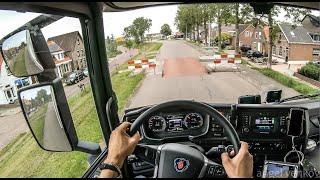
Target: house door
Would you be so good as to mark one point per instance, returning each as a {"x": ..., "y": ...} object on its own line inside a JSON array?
[
  {"x": 259, "y": 46},
  {"x": 9, "y": 95}
]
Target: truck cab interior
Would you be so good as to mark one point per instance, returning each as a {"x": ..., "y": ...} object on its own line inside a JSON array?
[{"x": 283, "y": 135}]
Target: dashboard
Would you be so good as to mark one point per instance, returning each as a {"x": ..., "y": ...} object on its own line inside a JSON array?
[{"x": 264, "y": 127}]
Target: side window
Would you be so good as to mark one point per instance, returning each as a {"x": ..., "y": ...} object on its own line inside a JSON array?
[{"x": 20, "y": 155}]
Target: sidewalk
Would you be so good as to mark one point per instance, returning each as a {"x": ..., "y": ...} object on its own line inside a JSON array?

□ □ □ □ □

DIRECTIVE »
Copy the records above word for word, starting at the line that contains "Target: sidewalk" and ending with the last line of the records.

RESULT OF THIS TASK »
Target: sidewalk
Would you be so good as to mark one point per instance, returning each as a {"x": ..., "y": ...} object on its own line inside a JSON array?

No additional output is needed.